Copy every line of the data below verbatim, omitting the pictures.

## PROVIDED INFORMATION

==========

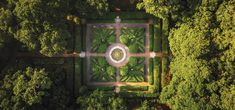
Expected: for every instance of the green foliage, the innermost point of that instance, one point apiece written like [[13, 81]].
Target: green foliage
[[203, 65], [133, 38], [23, 89], [6, 20], [133, 71], [98, 100], [42, 25], [133, 88], [165, 9], [101, 70], [86, 7], [101, 39]]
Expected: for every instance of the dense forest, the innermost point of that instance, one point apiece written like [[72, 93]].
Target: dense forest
[[201, 40]]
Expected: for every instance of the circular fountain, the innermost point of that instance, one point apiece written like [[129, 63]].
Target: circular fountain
[[117, 54]]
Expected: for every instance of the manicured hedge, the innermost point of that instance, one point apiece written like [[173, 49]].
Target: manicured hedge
[[113, 21], [156, 75], [78, 61], [102, 88], [150, 74], [151, 37], [48, 61], [122, 15], [165, 47], [133, 88], [165, 63], [156, 48], [138, 94], [165, 33], [157, 36]]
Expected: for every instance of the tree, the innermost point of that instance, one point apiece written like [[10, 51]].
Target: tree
[[98, 100], [203, 65], [85, 8], [24, 89]]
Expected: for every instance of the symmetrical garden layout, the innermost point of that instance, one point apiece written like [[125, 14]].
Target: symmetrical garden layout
[[117, 54]]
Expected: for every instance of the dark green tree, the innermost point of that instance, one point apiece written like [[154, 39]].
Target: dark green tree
[[24, 89], [98, 100], [203, 65]]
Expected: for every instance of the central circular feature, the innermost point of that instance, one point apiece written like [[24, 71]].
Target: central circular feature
[[117, 54]]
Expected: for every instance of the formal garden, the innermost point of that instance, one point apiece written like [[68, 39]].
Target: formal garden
[[117, 54]]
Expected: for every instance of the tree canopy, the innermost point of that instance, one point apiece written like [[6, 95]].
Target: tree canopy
[[24, 89]]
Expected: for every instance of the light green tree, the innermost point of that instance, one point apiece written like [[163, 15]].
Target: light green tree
[[24, 89]]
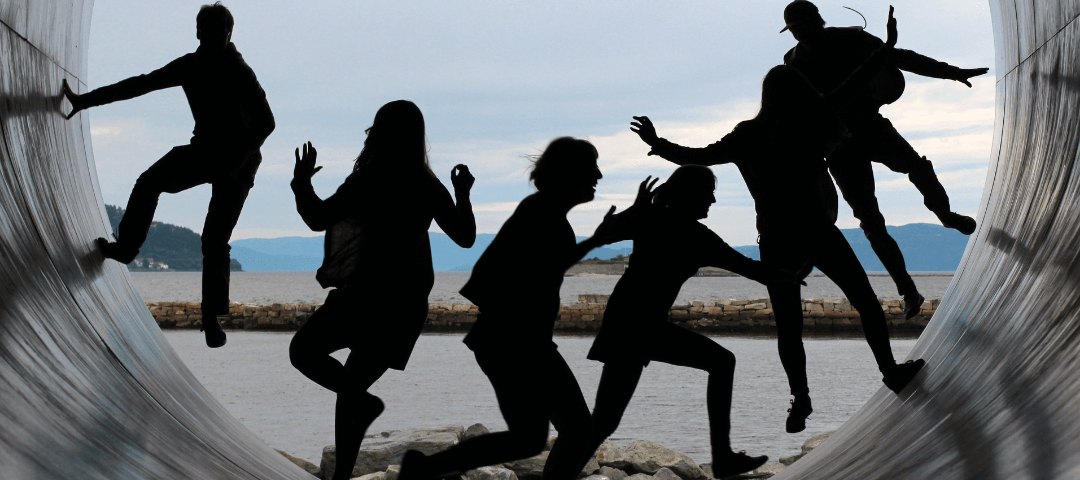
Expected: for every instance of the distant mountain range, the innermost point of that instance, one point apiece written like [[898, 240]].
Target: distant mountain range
[[927, 248]]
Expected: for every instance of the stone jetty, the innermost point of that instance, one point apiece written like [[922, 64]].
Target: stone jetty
[[381, 453], [728, 316]]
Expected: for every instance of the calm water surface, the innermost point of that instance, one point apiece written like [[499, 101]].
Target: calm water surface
[[253, 377], [300, 288]]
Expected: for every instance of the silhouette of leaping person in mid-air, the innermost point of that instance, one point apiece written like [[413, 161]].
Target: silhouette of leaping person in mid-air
[[827, 56], [670, 245], [780, 156], [232, 119], [513, 345], [378, 257]]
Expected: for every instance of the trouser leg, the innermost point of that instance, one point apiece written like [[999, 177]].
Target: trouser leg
[[616, 388], [172, 174], [839, 263], [675, 345], [787, 311], [854, 176], [223, 213]]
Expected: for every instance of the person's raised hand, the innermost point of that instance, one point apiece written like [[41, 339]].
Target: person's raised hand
[[643, 127], [891, 28], [969, 72], [461, 178], [72, 97], [306, 165], [645, 191]]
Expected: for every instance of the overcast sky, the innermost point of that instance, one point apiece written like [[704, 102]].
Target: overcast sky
[[497, 80]]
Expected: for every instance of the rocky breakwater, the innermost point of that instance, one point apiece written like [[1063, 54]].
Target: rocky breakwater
[[727, 316], [381, 453]]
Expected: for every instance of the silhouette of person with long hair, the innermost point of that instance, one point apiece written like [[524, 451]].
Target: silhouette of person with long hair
[[780, 156], [827, 56], [670, 245], [378, 257], [232, 119], [512, 337]]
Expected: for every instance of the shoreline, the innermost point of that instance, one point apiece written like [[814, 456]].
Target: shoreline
[[741, 317]]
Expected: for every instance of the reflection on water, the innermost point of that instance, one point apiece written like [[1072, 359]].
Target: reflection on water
[[252, 376]]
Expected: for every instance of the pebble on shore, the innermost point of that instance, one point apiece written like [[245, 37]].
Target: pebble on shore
[[381, 453]]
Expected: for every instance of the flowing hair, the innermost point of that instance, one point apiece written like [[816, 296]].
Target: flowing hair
[[395, 142]]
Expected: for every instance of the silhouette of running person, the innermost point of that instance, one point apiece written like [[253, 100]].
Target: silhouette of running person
[[232, 119], [827, 56], [512, 337], [378, 257], [780, 156], [670, 245]]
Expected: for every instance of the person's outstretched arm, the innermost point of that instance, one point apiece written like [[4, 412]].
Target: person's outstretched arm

==========

## EXPECTED OUTPUT
Expected: for every instance of the green foliage, the innermost point of that instance, one point apiece written like [[13, 81]].
Target: green foliage
[[203, 65], [133, 38], [23, 89], [6, 20], [133, 71], [98, 100], [42, 25], [133, 88], [165, 9], [101, 70], [86, 7], [101, 39]]
Expected: for every instance of the dense forest, the innermost point of that instance, one point apiece written like [[72, 93]].
Target: dense forest
[[201, 40]]
Expected: for every instance of the circular fountain, the innermost point of that instance, one point apiece written like [[129, 63]].
Target: circular fountain
[[117, 54]]
Expected: for every instance of the manicured hedge, the innermost point of that instance, one point apiece written like [[173, 49]].
Target: manicured hedge
[[113, 21], [156, 75], [78, 61], [102, 88], [150, 74], [151, 37], [48, 61], [122, 15], [165, 47], [133, 88], [165, 63], [156, 48], [138, 94], [165, 33], [157, 36]]
Expected: for every instance of the tree, the innermost point of that instance, one point apiece written like [[10, 51]].
Target: tree
[[98, 100], [203, 65], [85, 8], [24, 89]]
Expected: for every instance of the symmetrical garden layout, the innermost point of that instance, one point apiece written like [[125, 14]].
Target: symmetrical garden layout
[[117, 54]]
Expected: for every instance of the dark green tree, the innermost point of that instance, one point apiece written like [[154, 39]].
Target: dark green tree
[[24, 89], [98, 100], [203, 65]]
Expected: for every instance of the central circular feature, the innermost point of that instance, one point apiece written like [[24, 71]].
Target: central circular feature
[[117, 54]]
Expected: for every instance of the formal garden, the innermost point of that instance, one point apiece written like [[68, 39]].
Target: formal garden
[[117, 54]]
Expected: for every instance of the tree canopy, the innermost point of that instance, one point apiece written like [[6, 95]].
Target: tree canopy
[[24, 89]]
Expected: for every instance of the light green tree, the innermost point of that instance, one point apiece written like [[163, 15]].
Target: light green tree
[[24, 89]]
Expected: for every instance of the distant mountain range, the innermost point of that instance, one point apiece written like [[898, 240]].
Target: distant mountain range
[[927, 248]]
Expected: for every instance of the stone jetty, the innermost point of that instance, one point apiece written like [[922, 64]].
Target: stone jetty
[[381, 453], [728, 316]]
Expected: for every instance of the calm water surface, the innermost point of that instance, one point apiece written like [[499, 101]].
Target: calm water surface
[[253, 377], [300, 288]]
Expected: for every instance of the silhouette of leaping person in mid-air, the innermost point of that instance, one point apiece written like [[413, 161]].
Target: silhouette of leaping person in mid-air
[[827, 56], [670, 245], [780, 156], [232, 119], [513, 345], [378, 257]]
Expected: for every instance of the trouser leg, the innermost point of that instance, one point apiece written like [[999, 177]].
Target: trouser leg
[[616, 388], [172, 174], [839, 263], [675, 345], [787, 311], [854, 176], [223, 213]]
Expected: for every instance of the person's raised hand, the innermost point of that instance, one point apiece written like [[41, 339]].
Target: person's raised hand
[[643, 127], [891, 28], [969, 72], [461, 178], [72, 97], [306, 165], [645, 191]]
Expected: for every instance of the overcast sky, the innermost point of that instance, one point apiece written like [[704, 102]].
Target: overcast sky
[[497, 80]]
Expected: for every instance of the rocky breakwater, the innermost point of that instance, one point apiece written like [[1063, 54]].
Target: rocky breakwater
[[727, 316], [381, 453]]
Expected: for every instance of the silhouette of person with long hair, the innermost point of that instance, one point apiece written like [[524, 451]].
Target: silhouette of person with long hair
[[780, 156], [827, 56], [670, 245], [378, 257], [232, 119], [512, 337]]
Expected: for every instance of the shoreline, the innermost point of that instance, one point apiece written like [[814, 456]].
Target: shoreline
[[741, 317]]
Expected: for every instance of the reflection on water, the innermost point of that instance, one point apiece written like [[1072, 359]].
Target: reflection on water
[[252, 376]]
Expected: for every instance of the pebble on shore, the innermost point of that instance, one point apiece written like [[245, 37]].
Target: pebble on shore
[[381, 453]]
Expected: for every instance of the flowing hair, the innermost point of that instance, one point apiece written like [[816, 296]].
Target: flowing hair
[[395, 142]]
Expected: for every instance of the silhouette of running person, the innermost point of that instance, one point apiece written like [[253, 100]].
Target: silhouette of running person
[[232, 119], [827, 56], [512, 337], [378, 257], [780, 156], [670, 245]]
Expected: for every instance of the person's outstretched arm, the innermost point of that instance, one point apiece written like [[4, 412]].
Target: person's outstretched arm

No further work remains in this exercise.